**TASK LIST:**
1. Reproduce the passage of the job posting between "DescriptionOur team, part" and "and safe performance.", inclusive.
2. According to the job posting, which teams will the engineer work with cross-functionally?
3. Translate this sentence from the job posting into Spanish: "We build deeply personal products with the goal of representing users around the globe authentically."

**PASSAGE SHOWN:**
ML Safety Research Engineer
Listed on 2026-01-09
-
Software Development
AI Engineer, Machine Learning/ ML Engineer, Data Scientist, Data Science Manager
San Francisco, California, United States Machine Learning and AI
Apple Services Engineering (ASE) powers many AI features across App Store, Music, Video and more. We build deeply personal products with the goal of representing users around the globe authentically. We work continuously to avoid perpetuating systemic biases and maintain safe and trustworthy experiences across our AI tools and models.
DescriptionOur team, part of Apple Services Engineering, is looking for an ML Research Engineer to lead the design and continuous development of automated safety benchmarking methodologies. In this role, you will investigate how media‑related agents behave, develop rigorous evaluation frameworks and techniques, and establish scientific standards for assessing risks they pose and safety performance. This role supports the development of scalable evaluation techniques that ensure our engineers have the right tools to assess candidate models and product features for responsible and safe performance.
The capabilities you build will allow for the generation of benchmark datasets and evaluation methodologies for model and application outputs, at scale, to enable engineering teams to translate safety insights into actionable engineering and product improvements. This role blends deep technical expertise with strong analytical judgment to develop tools and capabilities for assessing and improving the behavior of advanced AI/ML models.
You will work cross‑functionally with Engineering and Project Managers, Product, and Governance teams to develop a suite of technologies to ensure that AI experiences are reliable, safe, and aligned with human expectations. The successful candidate will take a proactive approach to working independently and collaboratively on a wide range of projects. In this role, you will work alongside a small but impactful team, collaborating with ML and data scientists, software developers, project managers, and other teams at Apple to understand requirements and translate them into scalable, reliable, and efficient evaluation frameworks.

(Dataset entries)
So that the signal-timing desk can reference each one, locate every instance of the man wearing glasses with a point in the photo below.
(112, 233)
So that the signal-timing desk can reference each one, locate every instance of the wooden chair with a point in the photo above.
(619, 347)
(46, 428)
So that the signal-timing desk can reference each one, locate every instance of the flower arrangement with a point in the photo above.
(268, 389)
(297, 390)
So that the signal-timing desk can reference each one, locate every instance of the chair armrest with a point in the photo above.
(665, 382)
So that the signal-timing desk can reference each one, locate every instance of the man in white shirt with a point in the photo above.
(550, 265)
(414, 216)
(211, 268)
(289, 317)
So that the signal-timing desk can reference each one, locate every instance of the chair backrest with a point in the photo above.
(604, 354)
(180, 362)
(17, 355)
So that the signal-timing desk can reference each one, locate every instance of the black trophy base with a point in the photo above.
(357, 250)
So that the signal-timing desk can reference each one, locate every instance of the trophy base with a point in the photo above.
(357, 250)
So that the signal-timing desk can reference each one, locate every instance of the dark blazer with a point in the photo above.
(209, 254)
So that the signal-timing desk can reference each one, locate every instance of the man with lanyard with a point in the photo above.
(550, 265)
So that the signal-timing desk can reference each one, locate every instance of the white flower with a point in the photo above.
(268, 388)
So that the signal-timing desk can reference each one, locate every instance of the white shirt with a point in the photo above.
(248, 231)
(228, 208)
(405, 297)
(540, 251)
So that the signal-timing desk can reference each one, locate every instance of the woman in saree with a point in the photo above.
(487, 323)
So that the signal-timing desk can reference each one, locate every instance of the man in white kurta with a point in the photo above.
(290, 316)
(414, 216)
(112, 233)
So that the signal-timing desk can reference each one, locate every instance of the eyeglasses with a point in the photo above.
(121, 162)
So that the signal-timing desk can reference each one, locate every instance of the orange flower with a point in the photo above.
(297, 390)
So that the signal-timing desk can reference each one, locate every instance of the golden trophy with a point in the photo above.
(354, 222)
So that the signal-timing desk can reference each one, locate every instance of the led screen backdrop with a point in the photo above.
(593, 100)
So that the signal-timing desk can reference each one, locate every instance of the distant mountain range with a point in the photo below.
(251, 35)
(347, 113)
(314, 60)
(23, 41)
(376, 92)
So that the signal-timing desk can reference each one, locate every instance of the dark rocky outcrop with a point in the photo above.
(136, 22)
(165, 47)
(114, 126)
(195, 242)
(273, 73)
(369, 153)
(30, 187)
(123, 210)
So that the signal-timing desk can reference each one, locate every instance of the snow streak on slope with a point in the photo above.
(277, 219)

**ANSWERS PROVIDED:**
1.
DescriptionOur team, part of Apple Services Engineering, is looking for an ML Research Engineer to lead the design and continuous development of automated safety benchmarking methodologies. In this role, you will investigate how media‑related agents behave, develop rigorous evaluation frameworks and techniques, and establish scientific standards for assessing risks they pose and safety performance. This role supports the development of scalable evaluation techniques that ensure our engineers have the right tools to assess candidate models and product features for responsible and safe performance.

2. Engineering and Project Managers, Product, and Governance teams.

3. Creamos productos profundamente personales con el objetivo de representar de forma auténtica a los usuarios de todo el mundo.